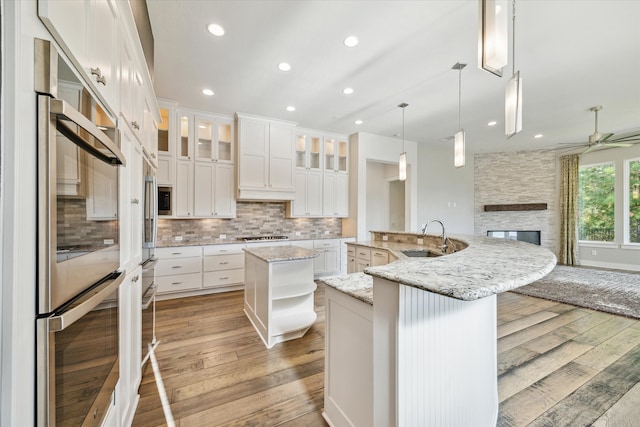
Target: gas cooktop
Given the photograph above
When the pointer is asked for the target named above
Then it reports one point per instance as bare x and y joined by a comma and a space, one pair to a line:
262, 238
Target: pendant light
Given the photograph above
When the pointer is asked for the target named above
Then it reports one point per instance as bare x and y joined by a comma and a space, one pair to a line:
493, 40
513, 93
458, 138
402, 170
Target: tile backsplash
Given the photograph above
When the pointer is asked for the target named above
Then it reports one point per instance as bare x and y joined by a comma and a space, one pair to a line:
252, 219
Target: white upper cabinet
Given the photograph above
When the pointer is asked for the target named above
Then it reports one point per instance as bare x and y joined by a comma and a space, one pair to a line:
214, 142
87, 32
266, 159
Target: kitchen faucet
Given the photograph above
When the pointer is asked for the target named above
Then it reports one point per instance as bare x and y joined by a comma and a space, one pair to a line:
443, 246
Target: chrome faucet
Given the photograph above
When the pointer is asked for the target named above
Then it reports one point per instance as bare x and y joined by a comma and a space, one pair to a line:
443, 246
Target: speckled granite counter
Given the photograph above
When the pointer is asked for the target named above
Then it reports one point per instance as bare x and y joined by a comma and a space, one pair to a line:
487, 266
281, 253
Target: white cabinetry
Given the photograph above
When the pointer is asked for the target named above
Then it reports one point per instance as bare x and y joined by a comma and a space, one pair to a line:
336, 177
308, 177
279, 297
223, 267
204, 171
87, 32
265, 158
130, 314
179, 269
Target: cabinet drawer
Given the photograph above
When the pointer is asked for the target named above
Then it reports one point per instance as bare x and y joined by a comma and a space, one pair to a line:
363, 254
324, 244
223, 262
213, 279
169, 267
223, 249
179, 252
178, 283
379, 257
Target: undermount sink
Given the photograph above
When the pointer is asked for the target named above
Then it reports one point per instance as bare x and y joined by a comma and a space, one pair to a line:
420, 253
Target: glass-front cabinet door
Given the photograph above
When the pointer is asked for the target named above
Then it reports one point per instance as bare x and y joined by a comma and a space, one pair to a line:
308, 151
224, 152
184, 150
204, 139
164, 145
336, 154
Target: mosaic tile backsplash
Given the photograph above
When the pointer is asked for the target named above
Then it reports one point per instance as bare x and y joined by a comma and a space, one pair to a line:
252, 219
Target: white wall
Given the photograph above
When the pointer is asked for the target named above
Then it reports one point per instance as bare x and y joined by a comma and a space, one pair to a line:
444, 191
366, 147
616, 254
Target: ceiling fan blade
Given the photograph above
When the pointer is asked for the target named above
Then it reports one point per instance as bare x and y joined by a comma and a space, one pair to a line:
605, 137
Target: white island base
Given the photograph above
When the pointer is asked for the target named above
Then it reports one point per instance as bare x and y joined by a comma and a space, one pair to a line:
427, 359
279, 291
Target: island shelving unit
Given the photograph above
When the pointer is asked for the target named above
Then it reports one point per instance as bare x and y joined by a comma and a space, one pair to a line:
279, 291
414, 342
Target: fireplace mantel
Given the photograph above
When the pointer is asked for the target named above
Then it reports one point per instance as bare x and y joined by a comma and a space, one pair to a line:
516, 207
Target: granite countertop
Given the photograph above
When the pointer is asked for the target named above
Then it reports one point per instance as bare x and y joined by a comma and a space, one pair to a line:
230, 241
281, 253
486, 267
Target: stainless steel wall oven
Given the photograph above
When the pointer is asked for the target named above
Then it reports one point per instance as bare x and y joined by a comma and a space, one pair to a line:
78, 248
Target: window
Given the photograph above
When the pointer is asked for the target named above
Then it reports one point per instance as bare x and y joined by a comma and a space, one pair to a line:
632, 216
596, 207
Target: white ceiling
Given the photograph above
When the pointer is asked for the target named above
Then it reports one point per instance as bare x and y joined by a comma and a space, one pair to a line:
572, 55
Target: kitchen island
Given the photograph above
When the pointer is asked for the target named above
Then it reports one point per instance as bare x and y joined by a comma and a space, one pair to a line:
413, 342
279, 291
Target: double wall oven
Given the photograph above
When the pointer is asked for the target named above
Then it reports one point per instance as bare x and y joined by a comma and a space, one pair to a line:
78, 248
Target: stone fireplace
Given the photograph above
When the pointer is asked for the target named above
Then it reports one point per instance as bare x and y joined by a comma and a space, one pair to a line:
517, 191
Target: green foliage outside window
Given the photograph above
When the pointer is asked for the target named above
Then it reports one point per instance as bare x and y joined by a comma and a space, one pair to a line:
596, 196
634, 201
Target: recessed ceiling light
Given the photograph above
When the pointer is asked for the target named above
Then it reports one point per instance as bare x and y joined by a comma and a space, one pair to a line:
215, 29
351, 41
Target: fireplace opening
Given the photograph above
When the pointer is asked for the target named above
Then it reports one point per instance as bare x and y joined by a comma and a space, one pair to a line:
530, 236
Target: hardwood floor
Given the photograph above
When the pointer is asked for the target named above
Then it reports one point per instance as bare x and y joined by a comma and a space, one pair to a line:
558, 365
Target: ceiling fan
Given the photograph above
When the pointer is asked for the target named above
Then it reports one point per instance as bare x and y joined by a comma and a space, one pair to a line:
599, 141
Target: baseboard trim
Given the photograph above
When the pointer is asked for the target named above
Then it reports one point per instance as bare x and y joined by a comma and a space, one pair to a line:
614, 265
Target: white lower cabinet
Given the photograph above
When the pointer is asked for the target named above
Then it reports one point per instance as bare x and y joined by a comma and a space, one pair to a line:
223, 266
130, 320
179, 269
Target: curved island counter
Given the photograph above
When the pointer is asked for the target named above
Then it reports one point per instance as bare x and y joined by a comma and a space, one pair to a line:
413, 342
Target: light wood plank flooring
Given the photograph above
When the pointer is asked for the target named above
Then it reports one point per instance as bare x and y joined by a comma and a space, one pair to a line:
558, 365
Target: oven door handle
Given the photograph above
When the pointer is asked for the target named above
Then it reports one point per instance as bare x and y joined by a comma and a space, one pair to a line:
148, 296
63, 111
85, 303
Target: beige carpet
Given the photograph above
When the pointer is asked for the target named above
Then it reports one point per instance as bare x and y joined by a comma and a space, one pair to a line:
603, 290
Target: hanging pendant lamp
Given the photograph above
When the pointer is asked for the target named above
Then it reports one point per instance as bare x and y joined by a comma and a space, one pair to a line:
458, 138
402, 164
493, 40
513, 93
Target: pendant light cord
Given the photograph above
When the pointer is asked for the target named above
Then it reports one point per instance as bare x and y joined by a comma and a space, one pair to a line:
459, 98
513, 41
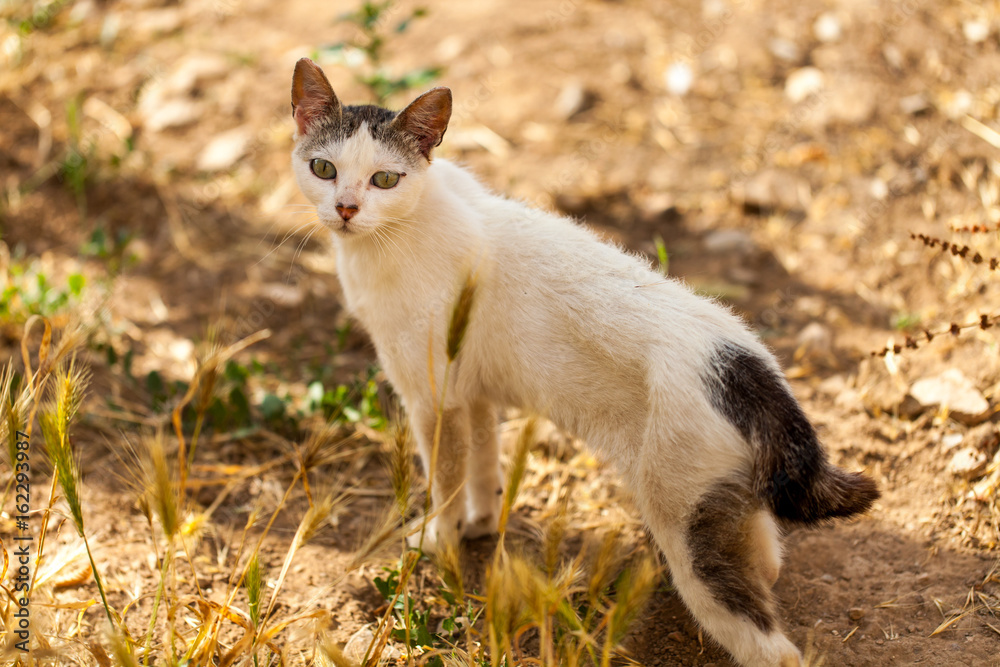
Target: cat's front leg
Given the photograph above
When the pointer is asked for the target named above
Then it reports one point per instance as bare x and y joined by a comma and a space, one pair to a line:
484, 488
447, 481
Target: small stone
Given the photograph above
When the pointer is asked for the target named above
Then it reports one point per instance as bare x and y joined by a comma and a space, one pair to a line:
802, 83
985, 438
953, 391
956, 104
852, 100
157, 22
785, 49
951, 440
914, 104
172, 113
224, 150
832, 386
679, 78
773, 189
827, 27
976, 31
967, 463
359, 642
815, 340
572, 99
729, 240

━━━━━━━━

## Work to complete
Repeat each record exactly, with the pictures left out.

## Answer below
Target: gas cooktop
Given the photograph above
When the pointer is asked for the target named above
Then it reports one point per instance as bare x and y joined by a comma and a space, one pair to a line:
262, 238
Target: pendant light
Given the photograph above
When the pointer is asked for the target named above
Then it reports one point per instance as bare x and y joined by a comma and a space, one pair to a line:
493, 40
513, 93
458, 138
402, 170
Target: tile backsplash
Given the photograph above
When the pointer is asked for the target named above
Then it reports one point per instance as bare x and y joined by a comma and a space, one pair to a line:
252, 219
Target: white upper cabinet
Given the photograph above
When the pointer is asked for the target named above
Then it reports one point per instance as bare x and y joined by a comma and a space, one pair to a line:
214, 142
87, 32
266, 159
Target: kitchen faucet
Given the photograph above
When the pointer is asked for the target named above
Then it reports one point per instance as bare x and y joined by a comma and a space, one pair to a line:
443, 246
Target: chrome faucet
Given the photograph above
When the pointer is asked for the target named above
Then it reports one point per instance as bare x and y joined by a comma and a space, one pair to a line:
443, 246
Target: speckled granite counter
Given the photograph above
When the pointer is asked for the target named above
Then it reports one point per instance as bare x and y joined by a comma and a space, one pair to a line:
487, 266
281, 253
Target: white cabinetry
Given the photograph above
When the pointer is asked for the target named above
Then it reports one point per instance as bare x and y joined by a comma and a space, one pair to a line:
336, 177
308, 177
279, 297
223, 267
204, 171
87, 32
265, 158
130, 314
179, 269
Target: cabinet drawer
Given the photograph above
When the pointer is asked for the target named above
Then it reports one point per instance as bare x and y joined by a comma and a space, one pair to a line:
363, 254
324, 244
223, 262
213, 279
169, 267
223, 249
179, 252
178, 283
379, 257
Target: undermount sink
Given the photograph above
When the pointer is asked for the target named above
Then it reports one point per instance as bare x and y joined by a comma and a space, one pair to a line:
420, 253
Target: glass-front cabinet door
Given the photograph above
When the pointer is asked for the target named above
Then it reports one point per instance as bare x and y joined by a comma and a space, one pair to a line:
308, 151
224, 152
184, 150
204, 139
164, 145
336, 154
Target: mosaic tile backsplash
Given the photograph above
When the pointer is asked for the target named above
Then it reports one point per instance as bare x and y joined by a comma and a space, one pair to a line:
252, 219
Target: white wall
Given the photograph above
When the pointer is asked for the target named above
Then it reports one point per instance as bare x and y joined by a comma and a space, one pair to a line:
444, 191
366, 147
616, 254
Target: ceiling fan blade
Given the photograph above
When the pointer is asked for the target named above
Then it reports one point per instance as bare x and y joined by a comma and a space, one pair to a line:
605, 137
Target: white island base
Given the photograph above
When the pointer is asked for the target named above
Then it reports one point per instance as bare x and y joined by a comma and a space, one pair to a line:
427, 359
279, 291
Target: island shelving unit
Given the photograph above
When the pointer is asked for the target named above
Then it reports one point per instance as bare x and y joined by a comma and a space, one pair to a line:
279, 291
414, 342
Target: fireplace mantel
Given the photograph above
When the pointer is asked for the target named above
Then it reports one point per instance as bare x and y joined by a comma and a space, one pair to a line:
516, 207
Target: granite countertop
Given the photograph above
When the pointer is asked for the target named above
Then it reports one point per instance as bare x and y joined by a comma and a space, one pair to a line:
230, 241
281, 253
486, 267
Target: stainless steel wall oven
Given the photograph above
When the pointer is asked for the target named above
Then it reports one point per instance as bare x and y joined by a comma and a space, one pair to a line:
78, 248
Target: window
Given the photograph above
When the pointer is asked for the target named above
Then it reports one point per instance as bare x and y joined by a comma and a space, one pair to a line:
632, 216
596, 207
Target: white ceiling
Given the photograph above
When the pointer is asked for the target named above
Then it reports one point per instance as bare x and y joined by a comma and a space, one pair to a line:
572, 55
Target: kitchen island
Given the photograph above
When the pointer is asked for the target named above
Then it reports one point per instance as bare x and y joined by a comma and a space, one pair to a line:
413, 342
279, 291
Target: double wall oven
Given the photograph above
When the pointer is asked for the target named above
Then it reports one point per instance as bare x and y joined by a comma and a space, one pair to a line:
78, 248
Target: stone fireplace
Given the photograph above
When the pointer is asked for the target named above
Then it reports one point per instance as bare x and y joined by a comma and a space, one pair to a line:
517, 191
Target: green foliage outside window
Given the photograph above
When the pointer is asked for the target named above
Then it reports one point per instance as bare x and y joined by a comma and a space, one pair to a line:
596, 196
634, 201
Target: recessed ceiling light
Given the photograph above
When the pointer is asked for the target named above
Then it reports one point per instance as bare x and y joined by a comma and a space, one pair to a line:
215, 29
351, 41
Target: fireplace opening
Given the photograph above
When the pointer is asked for the target named above
Then it reports one point per instance as bare x and y joined by a comma and a space, one pair to a line:
530, 236
Target: hardwood floor
Given the photograph above
When the pointer is asked for the target named above
Then it reports one point per instance as bare x and y joined by a comma and a space, one pair to a line:
558, 365
Target: ceiling fan
Given the photograph above
When the pointer is asked for the target named above
Then it reports one point per instance as bare x and y joined by a comma and a space, one pair to a line:
599, 141
Target: baseboard trim
Given the photograph above
When the pointer is asked for the target named above
Then it reports one point per instance as bare x and y joined by a comma and a space, one pair to a line:
614, 265
Target: white lower cabinet
Given the photograph above
When the pointer is asked for the target named above
Then it reports one point per instance as bare x and y joined by a comma and a space, one pair to a line:
223, 266
130, 320
179, 269
Target: curved island counter
Given the photograph above
When the pointer is asked for the target named above
Then it reports one point per instance as bare x and y joined by a comma and a space, one pair to a line:
413, 342
Target: light wood plank flooring
Given the photograph above
When the pointer is asked for the target named above
Then it reports one point per instance as bare x and y joined by a comma and a space, one pair to a line:
558, 365
Target: oven door handle
Given the photograph above
When the pointer is asked for the target named above
Then it reports one point per instance as bare x and y joined by a comma and a space, one pair to a line:
148, 296
63, 111
85, 303
Target: beige carpet
Given the photograph above
When the pointer is asked for the target named above
Then it reports one point per instance as bare x and y joined by a comma and a space, one pair to a line:
603, 290
Target: hanging pendant lamp
Given the photograph above
When the pointer is asked for the target named above
Then it reports one point per instance as bare x and y joined by a comma and a space, one pair to a line:
458, 138
402, 164
493, 40
513, 93
Target: pendant light cord
Given the photograph above
When the pointer is asked for the target named above
Then it reports one point per instance as bare x and y joined by a comma and a space, one pair to a line:
459, 98
513, 41
Target: cat's front leg
Given the photograph above
When the pointer is asked for the target named above
Then it reports one point per instance as bare x and y joined by a comma and a space, one pair to a line:
484, 488
447, 481
Target: small stone
Given the photograph above
When the pointer is asked for the target named above
Then it reports one point per instance as bare x and y joined by a comma and a space, one pair to a line:
802, 83
985, 438
953, 391
956, 104
852, 100
157, 22
785, 49
951, 440
914, 104
172, 113
224, 150
832, 386
679, 78
773, 189
827, 27
976, 31
967, 463
359, 642
815, 340
572, 99
729, 240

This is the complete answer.